───── RECORDS FOR THE TASK ─────

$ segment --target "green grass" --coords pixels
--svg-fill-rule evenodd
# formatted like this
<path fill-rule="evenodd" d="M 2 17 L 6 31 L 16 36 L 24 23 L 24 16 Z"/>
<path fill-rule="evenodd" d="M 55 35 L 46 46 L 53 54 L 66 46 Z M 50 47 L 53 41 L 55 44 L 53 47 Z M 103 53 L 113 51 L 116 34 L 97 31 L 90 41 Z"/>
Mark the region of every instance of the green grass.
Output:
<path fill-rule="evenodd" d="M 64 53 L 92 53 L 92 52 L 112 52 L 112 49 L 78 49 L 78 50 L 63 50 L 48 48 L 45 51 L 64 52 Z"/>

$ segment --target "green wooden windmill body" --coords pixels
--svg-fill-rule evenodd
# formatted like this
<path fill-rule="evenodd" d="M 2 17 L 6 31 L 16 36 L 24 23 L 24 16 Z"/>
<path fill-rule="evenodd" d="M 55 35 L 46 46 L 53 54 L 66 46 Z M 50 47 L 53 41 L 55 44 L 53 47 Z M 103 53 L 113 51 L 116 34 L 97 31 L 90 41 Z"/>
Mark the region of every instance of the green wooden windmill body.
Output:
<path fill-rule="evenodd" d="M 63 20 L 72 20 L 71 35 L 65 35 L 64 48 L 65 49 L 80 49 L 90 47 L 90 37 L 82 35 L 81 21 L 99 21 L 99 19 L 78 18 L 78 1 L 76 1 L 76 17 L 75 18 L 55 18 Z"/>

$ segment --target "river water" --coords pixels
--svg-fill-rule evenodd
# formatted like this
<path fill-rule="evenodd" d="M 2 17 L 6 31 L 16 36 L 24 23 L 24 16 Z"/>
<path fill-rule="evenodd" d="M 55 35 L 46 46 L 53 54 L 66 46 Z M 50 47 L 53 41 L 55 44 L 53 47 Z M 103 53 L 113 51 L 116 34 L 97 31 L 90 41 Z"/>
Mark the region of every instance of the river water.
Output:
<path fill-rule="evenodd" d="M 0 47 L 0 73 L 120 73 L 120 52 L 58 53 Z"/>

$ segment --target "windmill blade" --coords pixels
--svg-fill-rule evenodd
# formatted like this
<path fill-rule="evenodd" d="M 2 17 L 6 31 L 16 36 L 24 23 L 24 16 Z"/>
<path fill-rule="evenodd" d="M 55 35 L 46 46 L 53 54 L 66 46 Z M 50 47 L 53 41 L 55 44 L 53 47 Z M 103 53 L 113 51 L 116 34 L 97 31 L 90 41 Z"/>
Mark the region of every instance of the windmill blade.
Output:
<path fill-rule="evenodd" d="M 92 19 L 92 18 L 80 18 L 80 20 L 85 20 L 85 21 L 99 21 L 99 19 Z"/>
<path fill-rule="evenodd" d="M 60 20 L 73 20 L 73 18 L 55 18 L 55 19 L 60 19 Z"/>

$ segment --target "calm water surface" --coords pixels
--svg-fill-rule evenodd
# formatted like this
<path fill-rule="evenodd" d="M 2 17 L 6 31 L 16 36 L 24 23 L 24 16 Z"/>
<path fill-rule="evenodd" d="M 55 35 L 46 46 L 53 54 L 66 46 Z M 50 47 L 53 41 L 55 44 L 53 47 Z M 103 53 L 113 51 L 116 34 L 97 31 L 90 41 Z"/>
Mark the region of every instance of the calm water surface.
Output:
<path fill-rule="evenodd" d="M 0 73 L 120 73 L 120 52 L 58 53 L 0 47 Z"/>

─────

WHAT TO PRODUCE:
Rescale the items from the first line through the line containing "92 52 L 112", both included, and reproduce every line, requests included. Multiply each coordinate in the answers by 0.85 and round it to a whole number, with halves rounded up, while the requests and their format samples stay unchanged.

ANSWER TO THE PROBLEM:
$ segment --target "green grass" --coords pixels
--svg-fill-rule evenodd
# formatted like this
<path fill-rule="evenodd" d="M 2 17 L 6 31 L 16 36 L 24 23 L 24 16 Z"/>
<path fill-rule="evenodd" d="M 55 35 L 46 46 L 53 54 L 66 46 Z M 50 47 L 53 41 L 55 44 L 53 47 Z M 103 53 L 113 51 L 116 34 L 97 31 L 90 41 Z"/>
Mark the region of every instance of the green grass.
Output:
<path fill-rule="evenodd" d="M 54 45 L 78 45 L 78 44 L 95 44 L 95 42 L 66 42 L 66 43 L 54 43 L 41 41 L 38 43 L 54 44 Z"/>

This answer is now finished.